§ **Problem requirements**
All of the data below must be repeated exactly.

§ **Input data**
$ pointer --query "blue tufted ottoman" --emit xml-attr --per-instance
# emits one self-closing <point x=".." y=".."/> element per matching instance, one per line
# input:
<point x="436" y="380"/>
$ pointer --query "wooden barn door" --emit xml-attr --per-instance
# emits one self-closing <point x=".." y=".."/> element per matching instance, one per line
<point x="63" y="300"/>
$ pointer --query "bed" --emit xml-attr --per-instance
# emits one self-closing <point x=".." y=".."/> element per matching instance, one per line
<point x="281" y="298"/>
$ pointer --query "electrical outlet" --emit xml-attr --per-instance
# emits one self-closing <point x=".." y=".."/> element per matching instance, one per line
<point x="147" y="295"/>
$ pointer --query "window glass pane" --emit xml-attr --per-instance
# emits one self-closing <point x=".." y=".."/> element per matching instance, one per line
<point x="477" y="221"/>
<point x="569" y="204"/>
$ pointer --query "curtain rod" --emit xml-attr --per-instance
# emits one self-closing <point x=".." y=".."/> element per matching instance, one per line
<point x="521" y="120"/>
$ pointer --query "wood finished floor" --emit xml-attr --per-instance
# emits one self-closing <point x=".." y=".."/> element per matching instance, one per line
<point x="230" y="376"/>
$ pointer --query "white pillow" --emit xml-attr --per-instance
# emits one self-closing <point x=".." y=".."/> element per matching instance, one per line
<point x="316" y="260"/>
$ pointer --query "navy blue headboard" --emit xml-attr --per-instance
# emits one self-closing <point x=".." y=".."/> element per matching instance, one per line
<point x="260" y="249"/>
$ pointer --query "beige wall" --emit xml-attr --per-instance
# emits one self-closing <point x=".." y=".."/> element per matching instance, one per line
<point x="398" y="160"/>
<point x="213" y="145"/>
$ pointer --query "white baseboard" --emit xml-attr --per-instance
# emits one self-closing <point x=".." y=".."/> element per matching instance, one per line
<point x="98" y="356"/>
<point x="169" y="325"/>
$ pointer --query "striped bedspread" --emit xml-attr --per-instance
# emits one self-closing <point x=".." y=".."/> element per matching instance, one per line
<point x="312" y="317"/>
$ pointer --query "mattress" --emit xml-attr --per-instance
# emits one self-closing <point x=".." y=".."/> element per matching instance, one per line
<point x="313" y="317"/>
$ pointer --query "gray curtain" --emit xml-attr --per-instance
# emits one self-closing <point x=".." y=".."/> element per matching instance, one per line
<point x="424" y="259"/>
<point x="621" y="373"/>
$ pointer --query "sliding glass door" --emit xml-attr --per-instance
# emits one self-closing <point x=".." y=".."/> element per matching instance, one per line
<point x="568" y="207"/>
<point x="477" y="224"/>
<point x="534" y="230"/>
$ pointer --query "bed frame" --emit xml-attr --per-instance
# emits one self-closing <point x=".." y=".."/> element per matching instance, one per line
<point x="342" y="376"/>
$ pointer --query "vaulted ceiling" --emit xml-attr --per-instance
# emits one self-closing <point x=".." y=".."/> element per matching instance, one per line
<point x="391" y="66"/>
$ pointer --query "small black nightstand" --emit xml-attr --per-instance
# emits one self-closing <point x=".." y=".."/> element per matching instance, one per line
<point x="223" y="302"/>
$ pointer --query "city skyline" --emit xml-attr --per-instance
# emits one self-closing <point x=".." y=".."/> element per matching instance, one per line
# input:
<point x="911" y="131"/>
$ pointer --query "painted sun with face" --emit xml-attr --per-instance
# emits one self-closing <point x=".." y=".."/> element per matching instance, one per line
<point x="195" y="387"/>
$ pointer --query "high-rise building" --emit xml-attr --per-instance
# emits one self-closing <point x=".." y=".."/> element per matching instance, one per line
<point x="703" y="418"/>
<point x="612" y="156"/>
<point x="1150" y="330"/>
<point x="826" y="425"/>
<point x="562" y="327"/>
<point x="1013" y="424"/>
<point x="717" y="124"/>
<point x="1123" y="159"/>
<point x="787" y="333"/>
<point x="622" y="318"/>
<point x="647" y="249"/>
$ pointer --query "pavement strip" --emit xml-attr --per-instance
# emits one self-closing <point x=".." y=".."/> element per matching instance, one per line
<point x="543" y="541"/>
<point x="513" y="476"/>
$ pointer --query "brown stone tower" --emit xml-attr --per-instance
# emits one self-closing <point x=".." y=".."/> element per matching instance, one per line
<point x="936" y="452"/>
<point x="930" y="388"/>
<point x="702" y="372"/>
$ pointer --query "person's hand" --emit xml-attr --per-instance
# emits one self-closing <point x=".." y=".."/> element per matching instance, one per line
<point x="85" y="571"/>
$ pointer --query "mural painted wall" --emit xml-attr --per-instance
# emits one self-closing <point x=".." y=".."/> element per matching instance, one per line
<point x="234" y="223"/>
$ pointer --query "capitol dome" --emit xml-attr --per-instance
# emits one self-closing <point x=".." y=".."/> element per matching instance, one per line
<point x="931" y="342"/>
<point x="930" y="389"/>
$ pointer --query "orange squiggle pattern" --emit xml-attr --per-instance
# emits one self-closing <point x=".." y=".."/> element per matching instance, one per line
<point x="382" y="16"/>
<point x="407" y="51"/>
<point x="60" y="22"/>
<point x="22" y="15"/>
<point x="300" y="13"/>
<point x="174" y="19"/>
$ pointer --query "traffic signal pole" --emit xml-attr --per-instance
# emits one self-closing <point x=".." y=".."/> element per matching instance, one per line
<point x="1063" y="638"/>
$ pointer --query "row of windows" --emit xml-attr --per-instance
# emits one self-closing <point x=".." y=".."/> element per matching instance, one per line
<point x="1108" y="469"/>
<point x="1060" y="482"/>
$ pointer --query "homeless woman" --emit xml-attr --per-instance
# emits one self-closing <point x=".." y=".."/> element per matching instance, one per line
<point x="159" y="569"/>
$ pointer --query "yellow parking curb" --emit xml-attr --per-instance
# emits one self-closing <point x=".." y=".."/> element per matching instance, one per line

§ **Exercise answer**
$ pointer --query "blue tufted ottoman" --emit xml-attr --per-instance
# emits one self-closing <point x=".." y=".."/> element per matching instance, one per line
# input:
<point x="436" y="380"/>
$ pointer --query "wooden barn door" --emit xml-attr --per-instance
# emits one self-closing <point x=".." y=".."/> element per matching instance, one per line
<point x="63" y="300"/>
$ pointer --query "bed" --emit xml-attr --per-instance
# emits one self-closing <point x=".." y=".."/> element per matching instance, one per line
<point x="281" y="298"/>
$ pointer --query "electrical outlet" --emit xml-attr --per-instance
# emits one self-closing <point x=".." y=".."/> element per matching instance, one per line
<point x="147" y="295"/>
$ pointer --query "window glass pane" --emit xml-attr --per-instance
# emits one self-closing <point x=".." y=".."/> element per matching instance, one per line
<point x="477" y="221"/>
<point x="569" y="204"/>
$ pointer --query "curtain rod" --emit xml-attr --per-instance
# emits one self-closing <point x=".." y=".."/> element per matching instance, one per line
<point x="521" y="120"/>
$ pointer --query "wood finished floor" --emit xml-attr --per-instance
# emits one self-closing <point x=".." y=".."/> element per matching instance, one per line
<point x="230" y="376"/>
$ pointer --query "white pillow" --emit xml-attr --per-instance
# emits one self-closing <point x=".." y=".."/> element per matching instance, one per line
<point x="316" y="260"/>
$ pointer --query "navy blue headboard" --emit xml-attr --per-instance
# emits one self-closing <point x=".." y=".."/> element per matching instance, one per line
<point x="260" y="249"/>
$ pointer --query "beige wall" --emit xml-attr --per-instance
# emits one self-closing <point x=".." y=".."/> element per matching instance, one per line
<point x="398" y="160"/>
<point x="213" y="145"/>
$ pointer --query "white baseboard" --emit xml-attr --per-instance
# emits one self-closing <point x=".." y=".."/> element per matching instance, one per line
<point x="98" y="356"/>
<point x="169" y="325"/>
$ pointer --query "striped bedspread" --emit xml-attr --per-instance
# emits one self-closing <point x=".." y=".."/> element per matching instance, one per line
<point x="312" y="317"/>
$ pointer --query "mattress" --emit xml-attr --per-instance
# emits one self-closing <point x=".." y=".."/> element per matching instance, one per line
<point x="313" y="317"/>
$ pointer --query "gray curtain" --emit xml-attr --per-instance
# emits one self-closing <point x=".." y=".."/> element per matching instance, one per line
<point x="424" y="259"/>
<point x="621" y="373"/>
$ pointer --query "sliding glass door" --emit xml-attr --per-instance
# emits one self-closing <point x=".." y=".."/> element per matching instance, one per line
<point x="568" y="207"/>
<point x="477" y="224"/>
<point x="534" y="230"/>
$ pointer --query "bed frame" --emit xml-attr --per-instance
# emits one self-closing <point x=".." y=".."/> element per matching instance, one per line
<point x="342" y="376"/>
$ pointer --query "vaulted ceiling" --emit xml-attr --per-instance
# emits one self-closing <point x=".." y=".."/> element per matching instance, one per line
<point x="391" y="66"/>
$ pointer --query "small black nightstand" --emit xml-attr --per-instance
# emits one self-closing <point x=".." y=".."/> element per matching instance, one per line
<point x="223" y="302"/>
$ pointer --query "city skyline" --emit xml-attr --per-instance
# emits one self-closing <point x=".." y=".."/> element per matching instance, one per line
# input:
<point x="911" y="131"/>
$ pointer --query "painted sun with face" --emit xml-attr --per-instance
# emits one self-closing <point x=".." y=".."/> element per matching instance, one per line
<point x="195" y="387"/>
$ pointer --query "high-rise building" --emit xml-attr --per-instance
# emits one self-closing <point x=".." y=".."/> element per matching instance, one per line
<point x="703" y="418"/>
<point x="612" y="156"/>
<point x="1150" y="330"/>
<point x="826" y="425"/>
<point x="562" y="327"/>
<point x="1013" y="424"/>
<point x="717" y="124"/>
<point x="1123" y="159"/>
<point x="787" y="333"/>
<point x="622" y="318"/>
<point x="647" y="249"/>
$ pointer --query "pavement strip" --emit xml-attr --per-instance
# emits one self-closing <point x=".." y=".."/> element per matching instance, one per line
<point x="543" y="541"/>
<point x="513" y="476"/>
$ pointer --query "brown stone tower" --emit xml-attr --per-instance
# emits one self-closing <point x=".." y=".."/> element per matching instance, one per line
<point x="936" y="452"/>
<point x="930" y="388"/>
<point x="702" y="372"/>
$ pointer --query "person's hand" --emit xml-attr --per-instance
# emits one self-closing <point x=".." y=".."/> element per matching instance, one per line
<point x="85" y="571"/>
$ pointer --query "mural painted wall" --emit xml-attr --per-instance
# emits one self-closing <point x=".." y=".."/> element per matching instance, one per line
<point x="234" y="223"/>
$ pointer --query "capitol dome" --emit xml-attr --per-instance
# emits one self-closing <point x=".." y=".."/> element per matching instance, one per line
<point x="931" y="342"/>
<point x="930" y="389"/>
$ pointer --query "orange squiggle pattern" --emit xml-attr --per-instance
# emits one self-closing <point x=".." y=".."/> element per matching instance, one per line
<point x="382" y="16"/>
<point x="407" y="51"/>
<point x="60" y="22"/>
<point x="22" y="15"/>
<point x="300" y="13"/>
<point x="174" y="19"/>
$ pointer --query "traffic signal pole" --emit xml-attr --per-instance
# emits one self-closing <point x=".." y=".."/> element per matching instance, one per line
<point x="1063" y="638"/>
$ pointer --query "row of windows" --emit xml-attr --per-instance
# emits one self-closing <point x=".." y=".."/> element per matching instance, one per line
<point x="1108" y="469"/>
<point x="1060" y="482"/>
$ pointer --query "homeless woman" --emit xml-attr --per-instance
# emits one self-closing <point x=".." y=".."/> element per matching instance, one per line
<point x="159" y="569"/>
$ pointer --query "yellow parking curb" --emit xml-attr --per-instance
# emits one self-closing <point x=".." y=".."/> element per matching instance, one per line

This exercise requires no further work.